Dataset items
========
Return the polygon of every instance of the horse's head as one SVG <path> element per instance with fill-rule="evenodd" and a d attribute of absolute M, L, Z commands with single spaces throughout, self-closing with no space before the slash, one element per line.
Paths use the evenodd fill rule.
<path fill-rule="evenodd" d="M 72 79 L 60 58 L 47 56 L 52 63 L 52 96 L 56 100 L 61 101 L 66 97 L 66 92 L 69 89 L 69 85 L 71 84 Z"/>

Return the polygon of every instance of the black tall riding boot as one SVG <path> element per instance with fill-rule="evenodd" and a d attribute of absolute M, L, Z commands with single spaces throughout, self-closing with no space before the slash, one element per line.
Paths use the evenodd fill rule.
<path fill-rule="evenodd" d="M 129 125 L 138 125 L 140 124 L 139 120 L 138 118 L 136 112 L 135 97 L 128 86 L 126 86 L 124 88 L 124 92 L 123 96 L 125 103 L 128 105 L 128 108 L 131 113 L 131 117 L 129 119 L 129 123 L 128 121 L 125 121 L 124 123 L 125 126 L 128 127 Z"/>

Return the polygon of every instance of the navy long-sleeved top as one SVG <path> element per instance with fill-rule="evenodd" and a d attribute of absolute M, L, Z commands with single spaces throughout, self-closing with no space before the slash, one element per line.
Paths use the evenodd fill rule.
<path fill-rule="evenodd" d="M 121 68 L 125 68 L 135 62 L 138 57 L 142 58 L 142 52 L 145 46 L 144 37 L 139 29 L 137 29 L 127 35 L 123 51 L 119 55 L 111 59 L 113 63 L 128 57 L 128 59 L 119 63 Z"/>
========
- **TASK DETAILS**:
Substitute "outline" for "polygon" throughout the rows above. Reproduce every other part of them unchanged.

- **RESPONSE TO THIS TASK**:
Return the outline of every instance of the horse's head as one SVG <path> element per instance with fill-rule="evenodd" and a d attribute of absolute M, L, Z commands with single spaces throughout, self-closing with no space before the slash, one element per line.
Paths use the evenodd fill rule.
<path fill-rule="evenodd" d="M 72 79 L 60 58 L 47 56 L 52 63 L 52 96 L 56 100 L 61 101 L 66 97 L 66 92 L 69 89 L 69 85 L 71 84 Z"/>

Return the outline of every instance of the black tall riding boot as one SVG <path> element per instance with fill-rule="evenodd" and a d attribute of absolute M, L, Z commands with single spaces throughout, self-closing with no space before the slash, one element per line.
Paths use the evenodd fill rule.
<path fill-rule="evenodd" d="M 129 125 L 138 125 L 140 124 L 139 120 L 138 118 L 136 112 L 135 97 L 128 86 L 126 86 L 124 88 L 124 92 L 123 96 L 125 103 L 128 105 L 128 108 L 131 113 L 131 117 L 129 119 L 129 123 L 128 121 L 125 121 L 124 123 L 125 126 L 128 127 Z"/>

Return the outline of every instance of the navy long-sleeved top as one SVG <path> element per instance with fill-rule="evenodd" and a d attribute of absolute M, L, Z commands with single spaces throughout, self-closing with no space before the slash, one element per line.
Paths use the evenodd fill rule.
<path fill-rule="evenodd" d="M 121 68 L 125 68 L 135 62 L 138 57 L 142 58 L 142 52 L 145 46 L 144 37 L 139 29 L 137 29 L 127 35 L 123 51 L 119 55 L 111 59 L 113 63 L 128 57 L 128 59 L 119 63 Z"/>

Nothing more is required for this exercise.